§ EXTRACTED MATERIAL:
[start]
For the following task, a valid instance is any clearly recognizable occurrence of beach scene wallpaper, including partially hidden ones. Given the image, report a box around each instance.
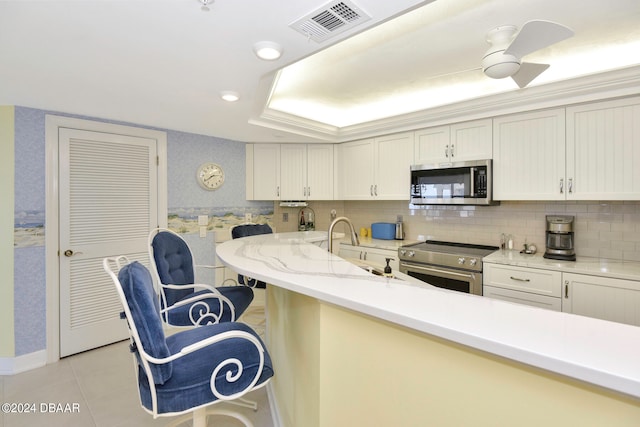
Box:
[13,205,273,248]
[end]
[start]
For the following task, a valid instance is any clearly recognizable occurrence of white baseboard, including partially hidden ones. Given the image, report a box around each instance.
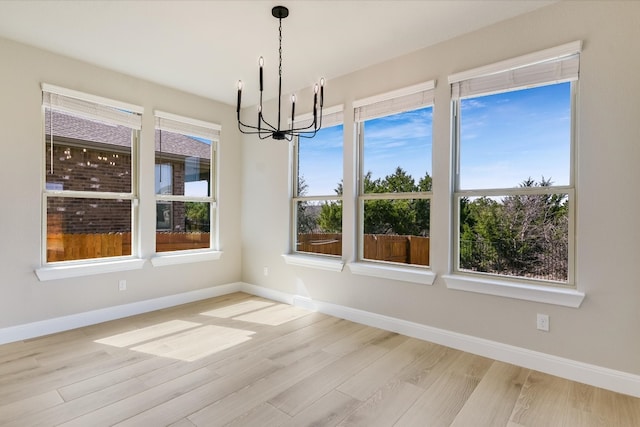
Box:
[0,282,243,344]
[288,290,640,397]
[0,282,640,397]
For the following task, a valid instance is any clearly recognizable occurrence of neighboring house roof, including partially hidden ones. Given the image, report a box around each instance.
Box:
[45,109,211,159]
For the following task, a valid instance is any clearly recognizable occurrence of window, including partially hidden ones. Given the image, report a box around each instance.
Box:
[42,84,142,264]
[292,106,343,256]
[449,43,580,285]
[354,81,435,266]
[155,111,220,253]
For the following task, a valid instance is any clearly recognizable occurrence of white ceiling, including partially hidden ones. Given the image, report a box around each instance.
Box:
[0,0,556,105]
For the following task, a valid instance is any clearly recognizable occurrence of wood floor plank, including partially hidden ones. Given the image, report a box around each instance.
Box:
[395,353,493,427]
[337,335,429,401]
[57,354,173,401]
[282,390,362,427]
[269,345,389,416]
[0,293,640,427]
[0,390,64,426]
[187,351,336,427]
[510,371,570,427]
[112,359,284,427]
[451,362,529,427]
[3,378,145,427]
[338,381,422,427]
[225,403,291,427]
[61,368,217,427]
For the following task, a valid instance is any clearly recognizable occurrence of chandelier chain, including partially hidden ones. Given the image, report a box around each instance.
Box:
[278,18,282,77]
[end]
[start]
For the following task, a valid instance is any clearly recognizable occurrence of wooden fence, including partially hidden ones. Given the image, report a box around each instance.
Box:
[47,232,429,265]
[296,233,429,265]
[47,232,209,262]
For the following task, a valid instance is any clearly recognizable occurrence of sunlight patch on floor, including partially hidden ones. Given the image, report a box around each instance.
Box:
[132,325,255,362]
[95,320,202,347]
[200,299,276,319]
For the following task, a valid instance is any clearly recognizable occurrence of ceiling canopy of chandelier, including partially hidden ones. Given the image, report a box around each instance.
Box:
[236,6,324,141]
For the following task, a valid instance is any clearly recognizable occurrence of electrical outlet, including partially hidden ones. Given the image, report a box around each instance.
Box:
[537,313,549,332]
[end]
§ TASK TO COMPLETE:
Rewrite every line of the entries from the line containing "of window, including" to the line containing "[155,111,220,253]", both ends included, leaving all text unchanged except that each bounding-box coordinate in the answers is offset by adding 68. Give only those lines.

§ TASK ANSWER:
For the following task, a valid instance is any clearly recognizable occurrence of window, including partially hidden ones. Given the image, report a box around each instance.
Box:
[110,152,210,332]
[360,174,411,324]
[517,111,648,353]
[422,149,503,334]
[223,179,288,321]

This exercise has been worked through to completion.